To do:
Update the data below by replacing "one pin per instance" with "one point per instance" everywhere and leaving every other word the same. Write out all of the data again with that one change, but leave out the pictures.

Dataset items:
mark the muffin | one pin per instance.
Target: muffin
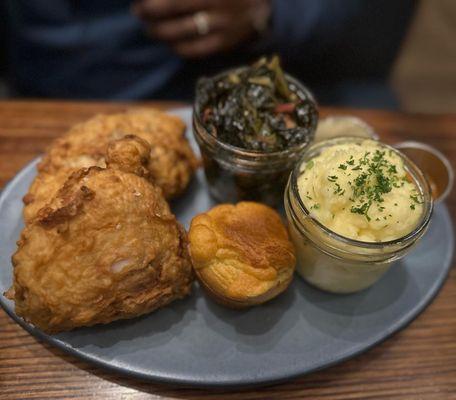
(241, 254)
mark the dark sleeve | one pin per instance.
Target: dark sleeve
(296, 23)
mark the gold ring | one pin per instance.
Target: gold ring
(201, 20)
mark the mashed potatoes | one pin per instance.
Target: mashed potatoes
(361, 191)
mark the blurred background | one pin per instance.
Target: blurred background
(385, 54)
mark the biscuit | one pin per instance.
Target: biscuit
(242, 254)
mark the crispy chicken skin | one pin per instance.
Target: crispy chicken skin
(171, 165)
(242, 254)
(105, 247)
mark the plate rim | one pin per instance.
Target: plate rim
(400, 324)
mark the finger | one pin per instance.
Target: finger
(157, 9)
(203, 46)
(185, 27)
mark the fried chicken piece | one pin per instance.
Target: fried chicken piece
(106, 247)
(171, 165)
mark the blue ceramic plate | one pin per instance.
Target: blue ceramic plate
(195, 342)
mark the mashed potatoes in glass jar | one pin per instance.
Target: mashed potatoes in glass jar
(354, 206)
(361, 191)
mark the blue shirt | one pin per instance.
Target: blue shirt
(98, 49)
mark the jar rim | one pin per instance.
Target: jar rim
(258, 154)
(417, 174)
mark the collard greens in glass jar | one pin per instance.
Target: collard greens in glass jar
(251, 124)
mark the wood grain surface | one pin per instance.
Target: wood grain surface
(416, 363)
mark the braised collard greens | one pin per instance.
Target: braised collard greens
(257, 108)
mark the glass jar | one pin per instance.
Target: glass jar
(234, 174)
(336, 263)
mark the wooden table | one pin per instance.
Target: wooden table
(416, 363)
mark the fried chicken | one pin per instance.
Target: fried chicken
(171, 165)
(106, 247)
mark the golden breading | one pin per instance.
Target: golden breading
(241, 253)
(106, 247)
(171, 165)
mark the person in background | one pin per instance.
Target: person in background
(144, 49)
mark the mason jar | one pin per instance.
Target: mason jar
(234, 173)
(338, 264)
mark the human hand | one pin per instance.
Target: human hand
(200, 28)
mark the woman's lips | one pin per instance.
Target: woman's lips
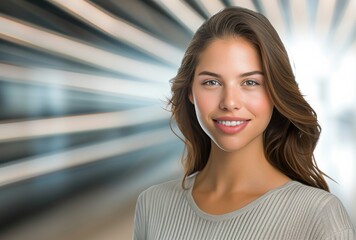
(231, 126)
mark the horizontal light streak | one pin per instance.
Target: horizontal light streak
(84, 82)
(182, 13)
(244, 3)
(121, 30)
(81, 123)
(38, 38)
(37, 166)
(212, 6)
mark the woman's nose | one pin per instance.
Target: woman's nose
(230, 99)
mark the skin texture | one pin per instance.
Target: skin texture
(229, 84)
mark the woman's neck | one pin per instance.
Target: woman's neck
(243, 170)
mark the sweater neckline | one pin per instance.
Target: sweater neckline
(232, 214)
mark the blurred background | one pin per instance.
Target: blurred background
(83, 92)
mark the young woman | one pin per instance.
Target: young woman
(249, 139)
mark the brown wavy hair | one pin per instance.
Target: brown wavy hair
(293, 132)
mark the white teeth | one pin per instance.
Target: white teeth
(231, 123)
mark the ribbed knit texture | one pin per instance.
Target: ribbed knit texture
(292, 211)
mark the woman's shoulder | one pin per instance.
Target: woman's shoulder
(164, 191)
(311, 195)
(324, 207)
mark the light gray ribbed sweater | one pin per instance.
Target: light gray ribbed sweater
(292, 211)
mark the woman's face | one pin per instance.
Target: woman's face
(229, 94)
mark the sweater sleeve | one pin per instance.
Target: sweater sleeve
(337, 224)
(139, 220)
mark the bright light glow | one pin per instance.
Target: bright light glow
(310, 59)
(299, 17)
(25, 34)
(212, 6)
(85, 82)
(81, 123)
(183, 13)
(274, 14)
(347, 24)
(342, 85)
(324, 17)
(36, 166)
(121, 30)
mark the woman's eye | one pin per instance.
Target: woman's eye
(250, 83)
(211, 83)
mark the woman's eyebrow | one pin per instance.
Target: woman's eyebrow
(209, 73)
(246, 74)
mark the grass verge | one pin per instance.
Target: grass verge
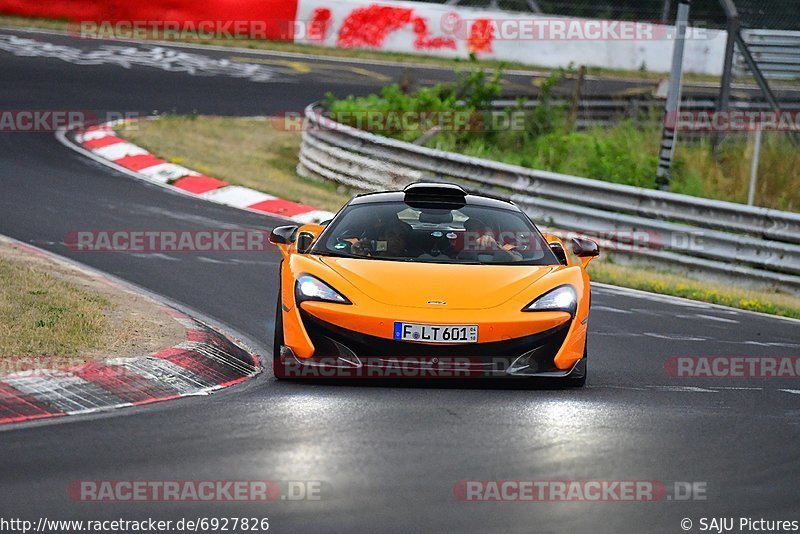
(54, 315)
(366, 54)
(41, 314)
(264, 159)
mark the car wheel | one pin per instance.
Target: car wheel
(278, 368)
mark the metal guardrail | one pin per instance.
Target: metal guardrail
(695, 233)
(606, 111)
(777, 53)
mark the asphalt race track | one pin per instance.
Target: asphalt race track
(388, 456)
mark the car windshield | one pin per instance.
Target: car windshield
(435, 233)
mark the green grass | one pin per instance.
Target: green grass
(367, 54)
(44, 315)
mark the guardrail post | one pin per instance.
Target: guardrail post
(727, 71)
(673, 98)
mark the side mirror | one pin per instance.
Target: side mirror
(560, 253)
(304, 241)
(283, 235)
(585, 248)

Solved exercise:
mark the muffin | one point per instance.
Target: muffin
(241, 254)
mark the dark sleeve | one point per instance.
Target: dark sleeve
(296, 23)
mark the gold ring | one point per instance.
Target: gold ring
(201, 20)
mark the mashed potatoes | one point per instance.
Target: mashed potatoes
(361, 191)
mark the blurred background | one point per instance.
Target: blurred background
(385, 54)
mark the biscuit | one point per instance.
Target: biscuit
(242, 254)
mark the crispy chicken skin | one point per instance.
Target: crispy chicken skin
(171, 165)
(242, 254)
(105, 247)
mark the plate rim | one point per instance.
Target: plate rim
(400, 324)
mark the finger | one point per instance.
Target: finger
(157, 9)
(203, 46)
(185, 27)
mark the fried chicken piece | one point per instance.
Target: fried chicken piece
(106, 247)
(171, 165)
mark the blue ceramic plate | one point per instance.
Target: blue ceramic plate
(195, 342)
mark the mashed potatoes in glass jar | one point per instance.
Target: mashed potatoes in glass jar
(354, 206)
(361, 191)
mark the blue shirt | one point per instance.
Target: blue shirt
(98, 49)
mark the jar rim | one point per instance.
Target: jar rim
(258, 154)
(417, 174)
mark the collard greens in glass jar | one point per instance.
Target: collard greens in glass jar
(251, 124)
mark the wood grain surface | one point per instance.
Target: wood grain surface
(416, 363)
mark the braised collard greens | one point per instance.
Target: braised collard greens
(257, 108)
mark the glass jar | one point per instance.
Target: glass jar
(234, 174)
(336, 263)
mark the wooden table | one point per instance.
Target: wooden table
(416, 363)
mark the fried chicken | one point per instance.
Target: fried chicken
(171, 165)
(106, 247)
mark the golden breading | one point per instance.
Target: golden breading
(241, 253)
(106, 247)
(171, 165)
mark the person in background | one point per instance.
Target: person in background
(144, 49)
mark the mason jar | one point per instance.
Target: mason jar
(234, 173)
(338, 264)
mark the human hand | one point per instance.
Target: human hand
(200, 28)
mark the woman's lips | one point per instance.
Target: woman's lips
(231, 126)
mark the horizontal light streak | one point per instance.
Target: horizontal light streak
(84, 82)
(182, 13)
(244, 3)
(121, 30)
(81, 123)
(38, 38)
(37, 166)
(212, 6)
mark the woman's nose | one point per instance.
Target: woman's nose
(230, 99)
mark the skin texture | one point per instance.
Target: skin texture
(229, 84)
mark the woman's neck | one point per instance.
Target: woman's neck
(243, 170)
mark the sweater neckline | one point per instance.
Target: sweater neckline
(232, 214)
mark the blurred background | one point per instance.
Target: blurred background
(83, 92)
mark the young woman | one point per instance.
Target: young woman
(249, 139)
mark the brown wavy hair | one point per instance.
Target: brown wavy hair
(293, 132)
mark the white teeth | one point per instance.
Target: white teeth
(231, 123)
mark the ribbed knit texture | one point per instance.
Target: ribbed knit texture
(292, 211)
mark the woman's shoulder | one point per instance.
Target: woman's shoulder
(164, 191)
(311, 195)
(324, 207)
mark the light gray ribbed sweater | one point per instance.
Target: light gray ribbed sweater
(292, 211)
mark the woman's face | one point per instance.
Target: woman's face
(229, 94)
mark the sweater sleeve | one point per instance.
Target: sweater sleeve
(337, 224)
(139, 220)
mark the bright light glow | one point per instance.
Target: bright light glow
(310, 59)
(299, 17)
(25, 34)
(212, 6)
(85, 82)
(81, 123)
(183, 13)
(274, 14)
(347, 24)
(342, 85)
(324, 17)
(36, 166)
(121, 30)
mark the woman's eye | one point per instance.
Target: woman's eye
(250, 83)
(211, 83)
mark the woman's eyebrow | one point per instance.
Target: woman's eyebrow
(209, 73)
(246, 74)
mark the grass verge | one point per instance.
Target: grass verge
(54, 315)
(366, 54)
(41, 314)
(264, 159)
mark the car wheel | one point per instance.
Target: car wheel
(278, 368)
mark the metal guardrail | one point per instance.
Target: metal guardrail
(695, 233)
(606, 111)
(777, 53)
mark the asphalt race track | one point per instance.
Target: asphalt race track
(388, 456)
mark the car windshield | one point per instance.
Target: car windshield
(435, 233)
mark the green grass | one point per instance.
Target: green grass
(367, 54)
(44, 315)
mark the guardrail post | one point per instance.
Target: guardrail post
(727, 71)
(673, 98)
mark the side mirror | one point per instance.
Target: side mirror
(560, 253)
(304, 241)
(283, 235)
(585, 248)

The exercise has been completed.